━━ Information ━━

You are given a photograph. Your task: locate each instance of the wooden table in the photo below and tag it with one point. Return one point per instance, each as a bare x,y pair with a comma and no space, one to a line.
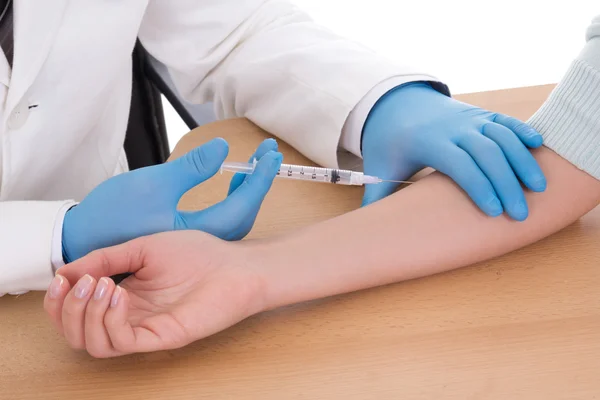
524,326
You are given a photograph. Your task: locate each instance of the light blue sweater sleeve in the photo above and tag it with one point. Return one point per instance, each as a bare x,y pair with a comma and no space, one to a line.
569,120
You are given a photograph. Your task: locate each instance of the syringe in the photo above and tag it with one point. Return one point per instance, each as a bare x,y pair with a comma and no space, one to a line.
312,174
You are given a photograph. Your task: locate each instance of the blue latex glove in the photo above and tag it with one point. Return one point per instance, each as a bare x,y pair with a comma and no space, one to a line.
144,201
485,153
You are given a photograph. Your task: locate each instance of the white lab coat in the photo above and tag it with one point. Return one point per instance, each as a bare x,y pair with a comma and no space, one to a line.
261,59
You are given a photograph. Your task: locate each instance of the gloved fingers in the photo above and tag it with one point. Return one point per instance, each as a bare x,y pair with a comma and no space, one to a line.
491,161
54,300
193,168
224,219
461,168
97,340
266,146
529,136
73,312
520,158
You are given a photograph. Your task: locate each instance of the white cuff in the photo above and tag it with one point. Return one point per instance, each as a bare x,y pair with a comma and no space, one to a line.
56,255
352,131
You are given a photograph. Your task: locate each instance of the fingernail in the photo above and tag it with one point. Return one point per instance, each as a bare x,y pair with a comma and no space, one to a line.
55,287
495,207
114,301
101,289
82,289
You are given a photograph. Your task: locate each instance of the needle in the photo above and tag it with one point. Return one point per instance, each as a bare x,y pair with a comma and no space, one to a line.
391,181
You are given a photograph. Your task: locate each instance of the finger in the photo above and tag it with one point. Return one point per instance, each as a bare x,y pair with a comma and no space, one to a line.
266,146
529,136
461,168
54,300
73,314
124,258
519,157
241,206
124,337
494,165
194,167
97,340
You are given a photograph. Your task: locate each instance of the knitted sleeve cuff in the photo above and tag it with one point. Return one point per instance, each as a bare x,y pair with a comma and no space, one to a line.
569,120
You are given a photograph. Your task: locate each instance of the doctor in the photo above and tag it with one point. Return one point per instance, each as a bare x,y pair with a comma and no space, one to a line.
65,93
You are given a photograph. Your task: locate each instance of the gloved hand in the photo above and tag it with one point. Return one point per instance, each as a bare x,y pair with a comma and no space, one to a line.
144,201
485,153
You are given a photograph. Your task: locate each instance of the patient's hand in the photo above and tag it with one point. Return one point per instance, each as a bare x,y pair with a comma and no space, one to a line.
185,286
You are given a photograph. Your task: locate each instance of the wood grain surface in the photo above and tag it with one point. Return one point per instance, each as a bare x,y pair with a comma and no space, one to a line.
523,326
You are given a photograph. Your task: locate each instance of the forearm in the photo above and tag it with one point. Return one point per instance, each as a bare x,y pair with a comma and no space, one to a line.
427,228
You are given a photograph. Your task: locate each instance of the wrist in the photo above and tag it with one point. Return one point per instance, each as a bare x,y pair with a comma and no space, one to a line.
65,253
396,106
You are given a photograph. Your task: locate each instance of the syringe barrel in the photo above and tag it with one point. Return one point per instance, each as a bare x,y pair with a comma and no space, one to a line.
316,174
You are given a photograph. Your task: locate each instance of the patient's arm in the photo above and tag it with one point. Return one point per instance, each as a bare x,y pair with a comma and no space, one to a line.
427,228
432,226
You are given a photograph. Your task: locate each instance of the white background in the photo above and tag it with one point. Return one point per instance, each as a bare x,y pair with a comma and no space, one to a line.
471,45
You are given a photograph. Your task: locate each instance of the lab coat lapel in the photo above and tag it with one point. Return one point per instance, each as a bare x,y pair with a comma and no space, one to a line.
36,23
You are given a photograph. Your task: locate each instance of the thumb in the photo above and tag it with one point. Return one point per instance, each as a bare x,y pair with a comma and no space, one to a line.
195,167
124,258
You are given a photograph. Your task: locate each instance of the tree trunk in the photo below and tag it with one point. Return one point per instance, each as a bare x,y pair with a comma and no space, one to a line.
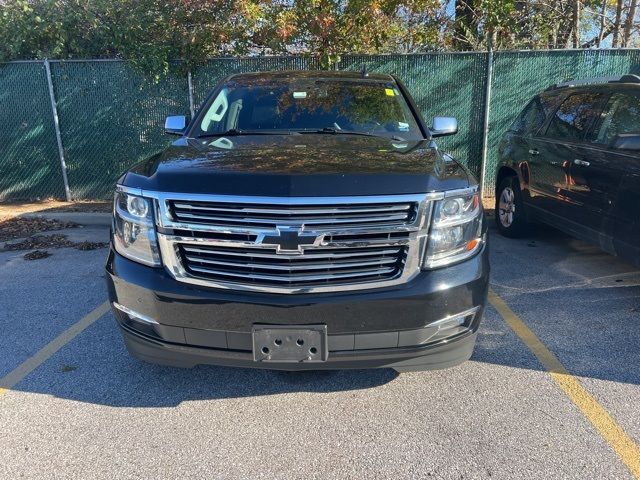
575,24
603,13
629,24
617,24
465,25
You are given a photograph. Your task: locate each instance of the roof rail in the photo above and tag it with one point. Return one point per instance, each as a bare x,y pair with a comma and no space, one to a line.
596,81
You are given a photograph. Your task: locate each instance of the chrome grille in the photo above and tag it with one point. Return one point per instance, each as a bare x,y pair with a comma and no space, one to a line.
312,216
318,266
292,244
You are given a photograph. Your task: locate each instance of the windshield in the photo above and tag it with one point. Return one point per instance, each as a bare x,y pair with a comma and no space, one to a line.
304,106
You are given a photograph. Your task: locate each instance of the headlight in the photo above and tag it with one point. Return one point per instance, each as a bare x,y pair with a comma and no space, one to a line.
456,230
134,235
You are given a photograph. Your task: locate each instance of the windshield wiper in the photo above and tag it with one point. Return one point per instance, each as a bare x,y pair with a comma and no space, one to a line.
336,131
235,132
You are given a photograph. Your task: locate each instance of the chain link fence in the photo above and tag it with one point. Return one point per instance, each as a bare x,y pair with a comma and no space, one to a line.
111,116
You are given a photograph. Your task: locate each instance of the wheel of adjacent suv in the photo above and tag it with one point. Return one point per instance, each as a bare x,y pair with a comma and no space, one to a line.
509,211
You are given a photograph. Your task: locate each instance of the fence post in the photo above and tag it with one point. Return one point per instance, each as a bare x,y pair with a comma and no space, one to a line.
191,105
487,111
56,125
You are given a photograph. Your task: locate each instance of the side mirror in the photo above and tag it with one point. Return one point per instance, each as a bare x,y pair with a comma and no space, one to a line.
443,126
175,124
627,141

━━━
━━ Information ━━

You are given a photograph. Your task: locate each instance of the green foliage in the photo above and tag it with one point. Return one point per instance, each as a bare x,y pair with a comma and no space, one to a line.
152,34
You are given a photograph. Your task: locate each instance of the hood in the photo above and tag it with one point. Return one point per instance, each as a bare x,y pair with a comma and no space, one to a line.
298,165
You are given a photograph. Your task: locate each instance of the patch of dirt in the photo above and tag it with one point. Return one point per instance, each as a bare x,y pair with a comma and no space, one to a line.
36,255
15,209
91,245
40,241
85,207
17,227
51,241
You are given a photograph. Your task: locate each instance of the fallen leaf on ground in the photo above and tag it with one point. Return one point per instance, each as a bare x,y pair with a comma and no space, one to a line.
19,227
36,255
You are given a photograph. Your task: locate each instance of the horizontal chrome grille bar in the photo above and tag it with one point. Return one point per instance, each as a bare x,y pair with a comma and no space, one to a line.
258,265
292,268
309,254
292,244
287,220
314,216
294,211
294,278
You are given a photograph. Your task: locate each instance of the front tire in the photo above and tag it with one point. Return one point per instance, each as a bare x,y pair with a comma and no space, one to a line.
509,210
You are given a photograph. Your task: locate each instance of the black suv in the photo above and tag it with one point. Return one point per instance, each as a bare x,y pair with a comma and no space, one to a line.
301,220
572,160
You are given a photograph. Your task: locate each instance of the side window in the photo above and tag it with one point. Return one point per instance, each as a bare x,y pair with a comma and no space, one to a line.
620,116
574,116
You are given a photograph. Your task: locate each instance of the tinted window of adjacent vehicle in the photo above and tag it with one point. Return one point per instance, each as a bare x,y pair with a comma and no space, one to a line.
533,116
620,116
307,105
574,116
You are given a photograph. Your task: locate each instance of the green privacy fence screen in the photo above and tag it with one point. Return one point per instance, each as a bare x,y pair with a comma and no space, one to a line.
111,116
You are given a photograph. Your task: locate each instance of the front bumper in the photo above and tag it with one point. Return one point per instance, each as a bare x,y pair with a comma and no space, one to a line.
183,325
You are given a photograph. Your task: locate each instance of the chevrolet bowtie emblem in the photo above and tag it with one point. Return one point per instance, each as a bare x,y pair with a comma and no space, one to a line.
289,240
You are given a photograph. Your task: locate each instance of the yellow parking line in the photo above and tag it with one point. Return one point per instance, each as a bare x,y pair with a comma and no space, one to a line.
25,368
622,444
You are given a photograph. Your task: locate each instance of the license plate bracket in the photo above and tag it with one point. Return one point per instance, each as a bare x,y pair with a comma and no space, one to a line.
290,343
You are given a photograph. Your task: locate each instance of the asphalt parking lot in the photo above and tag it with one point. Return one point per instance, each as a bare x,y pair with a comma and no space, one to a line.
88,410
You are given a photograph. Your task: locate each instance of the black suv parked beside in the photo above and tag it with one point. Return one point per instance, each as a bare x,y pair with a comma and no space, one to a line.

━━━

### Assignment
Only one stretch of the data above is needed. Restate it word for word, from the line containing "of the yellow" through the line containing "black suv parked", both ends included.

### Answer to this problem
You are given a photograph. Your task: locate each instance of the yellow parking line in the photo above and tag it with one point. Return one point per instance, each as a bare x,y pair with a comma and no space, one to a line.
25,368
622,444
You are given a photograph. Your task: locate each instance of the license plate bracket in the photo above and tag it with one point. Return one point per instance, each as a bare x,y pair with a comma and no space, one to a line.
290,343
You are given a photograph. Your task: locate each instance of the asphalt parking lot in the photo above and tag it with one point. Return one point per instance, each as a bare x,y pair with a comma and no space, one to a line.
88,410
You are given a photograph. Your task: locate each instance of the black suv parked beside in the photo above and tag it with one point. Return one point per instance, each as a bare x,y pair with a comma and no space, one to a line.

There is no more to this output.